=== What you have to do ===
When you reach the line that contains "pixel 41 258" in the data below, copy it and every line after it exactly, adding nothing.
The input section start
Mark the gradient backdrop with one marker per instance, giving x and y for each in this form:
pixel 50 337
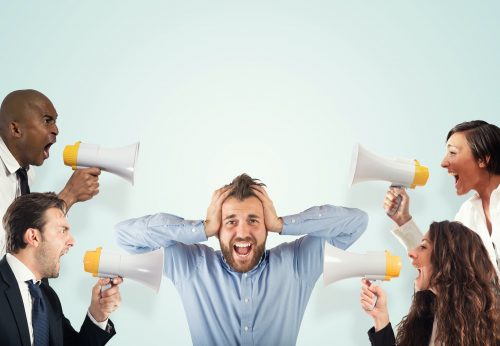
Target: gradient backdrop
pixel 281 90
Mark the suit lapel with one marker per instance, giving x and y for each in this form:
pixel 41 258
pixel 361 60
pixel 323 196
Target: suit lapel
pixel 13 296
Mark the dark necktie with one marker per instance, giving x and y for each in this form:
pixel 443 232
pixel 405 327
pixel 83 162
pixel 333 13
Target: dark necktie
pixel 23 179
pixel 39 316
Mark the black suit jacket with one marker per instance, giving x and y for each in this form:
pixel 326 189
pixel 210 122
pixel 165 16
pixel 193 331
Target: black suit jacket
pixel 14 326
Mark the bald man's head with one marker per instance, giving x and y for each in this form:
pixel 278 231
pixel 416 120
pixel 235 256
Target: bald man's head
pixel 28 126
The input section end
=== Reply to the exercise ===
pixel 41 258
pixel 361 60
pixel 323 196
Target: suit lapel
pixel 13 296
Mark the dark necktie with one marker per instance, giving x and y for each in this form:
pixel 443 232
pixel 405 327
pixel 83 162
pixel 333 13
Target: dark necktie
pixel 23 179
pixel 39 316
Mark the black suit jacket with one marker per instance, giving x and y for each in this form:
pixel 326 189
pixel 210 122
pixel 165 16
pixel 193 331
Target: black suit jacket
pixel 14 326
Mark the bald man's head with one marker per instance, giving x and y for each in this form:
pixel 278 231
pixel 416 120
pixel 235 256
Target: bald man's head
pixel 28 126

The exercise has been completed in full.